**Short problem 1:**
Answer these from the stigmergy post:
(a) Which commenters does the update single out?
(b) Whose 1989 article does the second comment credit with pioneering the "small groups" idea, and what was the article called?
(c) When John Robb began writing about the new form of terrorism, how far off did he think it was?
**Short problem 2:** According to the stigmergy post, why did the form of warfare John Robb describes emerge sooner than he first expected? Answer in one to three sentences.
**Short problem 3:** Carry the stigmergy post forward from its final line.

**Extracted text:**
--- --- ---

I’m intrigued, but not yet completely sold on this, but it’s definitely a writer worth reading, and a set of concepts worth pursuing.

UPDATE: As usual, our comments section kicks the discussion up another notch or two – esp. “Laocoon” and team member Robin Burke.

18 thoughts on “Stigmergy”

  1. Joe,

    Thanks. When I first starting writing about a new form of terrorism — small groups of guerrillas that attack infrastructure to undermine states — I thought it was 5 to 10 years out. Iraq has accelerated everything. Iraq is has been an amazing catalyst for the emergence of this form warfare.

    Sincerely,

    John Robb
    PS. My personal site is http://jrobb.mindplex.org

  2. The ‘small groups’ stuff was amply pioneered by Bill Lind in his 1989 article on ‘Fourth Generation Warfare’. The basic idea of self-organizing systems is quite old – at least as old as ‘the invisible hand of the market’.

--- --- ---

**Point annotation dataset records:**

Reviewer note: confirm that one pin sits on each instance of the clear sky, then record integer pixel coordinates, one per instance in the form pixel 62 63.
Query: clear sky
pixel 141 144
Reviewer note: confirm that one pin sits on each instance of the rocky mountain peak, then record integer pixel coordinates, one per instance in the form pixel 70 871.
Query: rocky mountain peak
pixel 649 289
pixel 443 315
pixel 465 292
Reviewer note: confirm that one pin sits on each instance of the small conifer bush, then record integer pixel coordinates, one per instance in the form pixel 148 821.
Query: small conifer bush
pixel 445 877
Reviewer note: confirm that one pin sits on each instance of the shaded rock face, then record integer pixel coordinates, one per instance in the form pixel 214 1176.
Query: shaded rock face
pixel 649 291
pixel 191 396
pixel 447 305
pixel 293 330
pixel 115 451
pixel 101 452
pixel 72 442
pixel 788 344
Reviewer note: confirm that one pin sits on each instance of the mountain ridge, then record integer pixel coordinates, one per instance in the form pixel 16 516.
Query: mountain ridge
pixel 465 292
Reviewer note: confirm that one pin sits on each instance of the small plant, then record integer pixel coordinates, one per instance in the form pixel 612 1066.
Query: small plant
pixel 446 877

--- --- ---

**Expected output 1:**
(a) "Laocoon" and team member Robin Burke.
(b) Bill Lind's article, "Fourth Generation Warfare."
(c) 5 to 10 years out.

**Expected output 2:** Robb had thought this form of terrorism was 5 to 10 years away, but Iraq accelerated everything. He calls Iraq an amazing catalyst for the emergence of this form of warfare.

**Expected output 3:**
    On the other hand, most Americans denigrate anything old, and only pay attention to the new. Hence, ancient and tested concepts can only be revived under new names. Check out ‘effects-based operations’, which the *originator* (Deptula) openly states is just a new label to try to get people to pay attention to an ancient idea!

    ‘stigmirgy’ seems like just another fancy new term for old commonsense.

  3. Laocoon misses the point, I think.

    What is new in the last few years about effects-based operations is not the *idea* of it, but its integration into military doctrine, planning, assessment tools, operational tactics and training. I can speak to that personally, as I helped to write the software being used by Combined Task Force 180 in Afghanistan for assessment …..

    Similarly, what is new in the study of emergent behavior is not the *idea* of small group interactions, but rather ways to identify and characterize the interactions and their resulting emergent behavior over time. The result has been actor-based simulations which often give a different insight into the potential value (or pitfalls) of particular weapons systems, tactics or doctrine. On the commercial side, this sort of simulation and analysis is beginning to inform things like electric power pricing in response to rapidly-fluctuating demand.

  4. No, Gary, you’ve got it all wrong.

    Niven was the inventor of flash crowds.

    An entirely different phenomenon.

  5. “An entirely different phenomenon.”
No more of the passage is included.